Which (combination of) equity concept(s) is most suitable for equity weighting? Several have been proposed even more equity concepts are imaginable [2426]. A problem is that improved equality with one particular definition of equity may be (necessarily) accompanied by greater inequalities in the context of a different definition [27]. Selecting one (or more) principle(s) to guide the derivation or evaluation of equity weights is thus important and not straightforward. Two important principles are fair innings and prospective health. Fair innings, roughly speaking, strives for equity in lifetime health, while prospective health is more concerned with people’s health expectations, regardless of experienced health. An aspect both principles share is that their basis is found within the health domain, i.e., they both focus on health characteristics of beneficiaries, not on aspects like gender or income. The principles differ, however, in that one strives to equalize lifetime health and the other prospective health.

The fair innings approach, advocated by Williams [24], is based on the assumption that everyone is entitled to some ‘normal’ span of life or health achievement. Anyone failing to achieve this has in some sense been disadvantaged in terms of lifetime health, while anyone getting more than this is living on ‘borrowed time’ [24]. This assumption implies that QALY gains in people who have had their fair innings should be valued lower than QALY gains in people who are expected to get less than their fair innings. Thus, the equity weights depend on the expected lifetime QALY total, therefore also considering past health losses and age is a key element (as proxy for lifetime health achievement), resulting in higher weights for QALY gains in relatively young persons and lower ones for those in relatively older persons.

In contrast, the principle of prospective health bases equity weights on the expected QALY profile of a person in the case of no treatment. This aligns with an alternative definition of need, namely, expected ill health over the remaining years of life [28]. Prospective health considers the expected health (including death) in future years in the case of non-intervention and distributes QALY gains initially to those with the worst prognosis if left untreated [28]. The approach appears to be related to the Rule of Rescue, which implies that rescuing identifiable individuals facing avoidable death should have priority over other types of care [29, 30]. While prospective health incorporates non-identifiable individuals and non-life-threatening conditions, both prioritize people with poor health prospects.

The different perspectives of fair innings and prospective health obviously result in different equity weights. As seen in Table 1, group A faces immediate death and group B has one remaining QALY. However, group B consists of younger persons who, consequently, have enjoyed fewer QALYs than persons in group A. Adhering to the equity principle of prospective health, group A would have priority because they face immediate death. The fair innings principle, on the other hand, would prioritize group B since it comprises younger people, or, put more precisely, it has a lower lifetime quality-adjusted life expectancy [28, 31, 32].

----

**Tasks to perform**:
1) Rewrite the passage on equity weighting between "The different perspectives" and "[28, 31, 32].", inclusive, renaming "group A" as "group C" throughout that span.
2) Write the next part of the passage on equity weighting, starting after its final sentence.
You do not need the records to complete this work.

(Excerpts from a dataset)
----

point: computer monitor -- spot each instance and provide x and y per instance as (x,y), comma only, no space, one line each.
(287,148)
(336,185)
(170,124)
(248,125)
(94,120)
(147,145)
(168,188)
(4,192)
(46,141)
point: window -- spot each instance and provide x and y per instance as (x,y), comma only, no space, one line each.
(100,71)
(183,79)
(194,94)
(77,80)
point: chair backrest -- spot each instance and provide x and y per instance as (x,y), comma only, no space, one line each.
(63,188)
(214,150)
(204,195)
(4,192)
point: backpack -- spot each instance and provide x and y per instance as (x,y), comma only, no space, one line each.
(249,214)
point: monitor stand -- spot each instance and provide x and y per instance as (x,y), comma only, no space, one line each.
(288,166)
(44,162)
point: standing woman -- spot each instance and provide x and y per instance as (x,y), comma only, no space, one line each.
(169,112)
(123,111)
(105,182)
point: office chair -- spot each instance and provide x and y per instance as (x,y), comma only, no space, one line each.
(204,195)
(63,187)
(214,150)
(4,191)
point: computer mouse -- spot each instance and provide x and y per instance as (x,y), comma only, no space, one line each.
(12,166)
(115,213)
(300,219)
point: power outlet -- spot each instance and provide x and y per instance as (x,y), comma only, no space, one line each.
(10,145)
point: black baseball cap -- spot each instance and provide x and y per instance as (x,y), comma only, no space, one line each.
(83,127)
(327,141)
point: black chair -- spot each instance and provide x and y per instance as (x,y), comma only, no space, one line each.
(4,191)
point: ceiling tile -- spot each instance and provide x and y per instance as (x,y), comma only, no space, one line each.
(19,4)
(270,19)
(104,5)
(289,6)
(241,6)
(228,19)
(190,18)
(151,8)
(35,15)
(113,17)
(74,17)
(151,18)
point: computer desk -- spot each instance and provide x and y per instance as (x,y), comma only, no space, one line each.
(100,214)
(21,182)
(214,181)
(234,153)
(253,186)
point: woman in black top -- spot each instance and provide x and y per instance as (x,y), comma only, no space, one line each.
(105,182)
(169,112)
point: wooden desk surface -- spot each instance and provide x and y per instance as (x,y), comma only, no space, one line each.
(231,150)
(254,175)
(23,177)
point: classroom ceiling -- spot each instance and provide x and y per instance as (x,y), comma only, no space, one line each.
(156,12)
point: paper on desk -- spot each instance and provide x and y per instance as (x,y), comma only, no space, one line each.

----

**Outputs in order**:
1)
The different perspectives of fair innings and prospective health obviously result in different equity weights. As seen in Table 1, group C faces immediate death and group B has one remaining QALY. However, group B consists of younger persons who, consequently, have enjoyed fewer QALYs than persons in group C. Adhering to the equity principle of prospective health, group C would have priority because they face immediate death. The fair innings principle, on the other hand, would prioritize group B since it comprises younger people, or, put more precisely, it has a lower lifetime quality-adjusted life expectancy [28, 31, 32].

2)
Table 1 Illustrating fair innings and prospective health

A number of empirical studies have found at least some public support for both the principles of fair innings and prospective health [1, 2, 33], although it may depend on the context of the decision [34]. As mentioned, age is important to the fair innings principle. Both Dolan et al. [1] and Schwappach [2] have found in their reviews that the majority of studies reveal support for giving less weight to health gains in older people, but Schwappach argues that age preferences vary across countries, study designs, and context. Additionally, both reviews note that age weighting may reflect underlying rationales other than the fair innings principle. For example, people may prefer health gains in young people because they expect them to last longer. Separation of the different rationales places specific requirements on the design of studies, which are not always met. Furthermore, Shah’s recent review [33] indicates that the public prefers to prioritize individuals in poorer health rather than those in better health without treatment, even if it results in lower overall health gains [1, 2]. Shah, however, [33] emphasized that the strength of the support should be estimated more precisely to gain a true reflection of it.

There appears to be little evidence showing that either equity principle reflects the distributional preferences of society completely or one fully lacks support. In that regard, we should note that people may in fact adhere to both principles: someone may feel that (holding other things constant, i.e., health prospects) young people should receive priority over older people and, at the same time, feel that (holding other things constant, i.e., age) people with worse health prospects should receive priority over those with better health prospects. In the Dutch context, therefore, the equity principle proposed was a measure of severity labelled ‘proportional shortfall’, which contained elements of both fair innings and prospective health [37]. We should note that the Dutch decision, while deliberatively taken and explicitly justified, should be seen as a first, pragmatic attempt to find an equity principle that is practically applicable and supported by the public.

The principle of proportional shortfall

The concept of proportional shortfall adopts the normative viewpoint that priority should be given to those patients who lose the greatest proportion of their remaining health expectancy due to some illness if the illness remains untreated. In other words, measurements of inequalities in health should concentrate on the fraction of QALYs lost due to illness, relative to remaining life expectancy. Proportional shortfall (PS) can be measured on a scale from 0 (no health loss) to 1 (complete loss of remaining health) using the following formula:

$$ {\text{PS}} = \frac{{{\text{Disease}}\;{\text{related}}\,{\text{ QALY}}\,{\text{ loss}}}}{{{\text{Remaining}}\,{\text{ QALY}}\,{\text{ expectation}}\,{\text{ in}}\,{\text{ absence}}\,{\text{ of }}\,{\text{the}}\,{\text{ disease}}}}, $$
(3)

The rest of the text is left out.